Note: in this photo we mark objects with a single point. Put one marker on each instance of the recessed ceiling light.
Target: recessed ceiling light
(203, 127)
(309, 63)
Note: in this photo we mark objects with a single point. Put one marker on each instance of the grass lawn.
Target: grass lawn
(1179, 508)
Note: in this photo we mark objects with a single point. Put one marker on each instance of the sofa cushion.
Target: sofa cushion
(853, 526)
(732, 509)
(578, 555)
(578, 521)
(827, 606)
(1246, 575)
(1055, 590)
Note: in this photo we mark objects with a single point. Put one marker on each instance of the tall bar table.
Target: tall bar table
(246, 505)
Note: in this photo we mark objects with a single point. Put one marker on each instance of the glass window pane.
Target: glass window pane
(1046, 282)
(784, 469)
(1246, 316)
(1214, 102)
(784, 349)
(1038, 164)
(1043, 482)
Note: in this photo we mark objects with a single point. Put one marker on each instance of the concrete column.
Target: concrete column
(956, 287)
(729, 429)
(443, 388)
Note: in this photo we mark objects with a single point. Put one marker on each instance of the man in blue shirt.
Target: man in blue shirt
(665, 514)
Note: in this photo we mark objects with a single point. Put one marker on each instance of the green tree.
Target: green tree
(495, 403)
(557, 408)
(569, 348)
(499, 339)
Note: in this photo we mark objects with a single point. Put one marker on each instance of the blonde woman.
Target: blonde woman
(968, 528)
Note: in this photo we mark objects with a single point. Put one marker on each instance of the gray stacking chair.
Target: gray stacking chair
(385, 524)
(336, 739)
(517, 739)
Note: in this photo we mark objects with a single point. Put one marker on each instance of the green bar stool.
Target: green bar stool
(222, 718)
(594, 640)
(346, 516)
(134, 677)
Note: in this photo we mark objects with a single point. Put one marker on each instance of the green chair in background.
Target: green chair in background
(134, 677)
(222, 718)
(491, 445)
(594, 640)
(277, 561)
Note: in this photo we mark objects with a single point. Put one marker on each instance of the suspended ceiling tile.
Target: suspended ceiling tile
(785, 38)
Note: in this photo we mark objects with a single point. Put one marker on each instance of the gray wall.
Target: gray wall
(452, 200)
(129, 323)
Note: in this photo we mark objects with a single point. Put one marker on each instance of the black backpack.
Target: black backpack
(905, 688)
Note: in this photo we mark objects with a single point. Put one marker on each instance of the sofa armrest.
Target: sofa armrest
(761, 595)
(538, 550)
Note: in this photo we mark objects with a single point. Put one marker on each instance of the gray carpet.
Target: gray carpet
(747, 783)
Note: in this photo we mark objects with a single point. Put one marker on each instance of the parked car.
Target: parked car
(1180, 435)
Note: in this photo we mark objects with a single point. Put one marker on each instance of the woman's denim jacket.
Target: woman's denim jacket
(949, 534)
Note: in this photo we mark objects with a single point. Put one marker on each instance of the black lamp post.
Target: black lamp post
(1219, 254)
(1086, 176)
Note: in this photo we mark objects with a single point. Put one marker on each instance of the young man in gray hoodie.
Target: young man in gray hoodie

•••••

### TASK DETAILS
Go through the listing above and copy each line that contains "hoodie".

### YOUR RESPONSE
Note: in this photo we mark objects with a single point. Put one marker on each instance of the young man in gray hoodie.
Target: young man in gray hoodie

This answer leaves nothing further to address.